#### THE INPUT ####

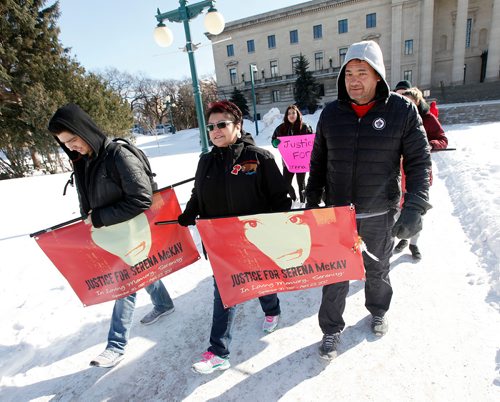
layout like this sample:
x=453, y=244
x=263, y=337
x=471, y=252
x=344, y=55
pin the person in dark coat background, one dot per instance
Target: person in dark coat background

####
#### THE INPUT ####

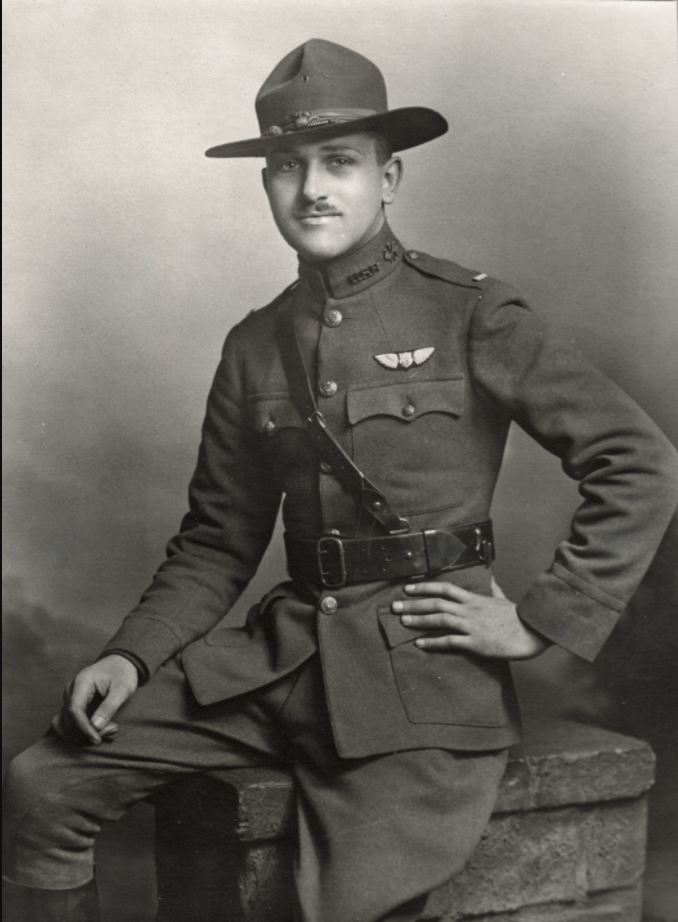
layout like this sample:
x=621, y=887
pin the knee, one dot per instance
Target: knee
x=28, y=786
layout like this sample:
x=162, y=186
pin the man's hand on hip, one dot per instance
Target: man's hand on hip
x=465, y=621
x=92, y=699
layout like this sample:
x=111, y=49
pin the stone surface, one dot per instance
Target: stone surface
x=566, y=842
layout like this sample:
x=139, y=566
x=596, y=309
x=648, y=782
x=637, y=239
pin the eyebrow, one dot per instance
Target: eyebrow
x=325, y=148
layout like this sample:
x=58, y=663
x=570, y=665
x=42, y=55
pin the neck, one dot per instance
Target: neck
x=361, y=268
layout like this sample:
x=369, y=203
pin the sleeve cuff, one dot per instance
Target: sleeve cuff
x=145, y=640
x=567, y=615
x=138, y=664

####

* **EXERCISE BRIEF**:
From the preceding records, count the lines where "instance" occurs and reply with the number only.

* **ANSWER**:
7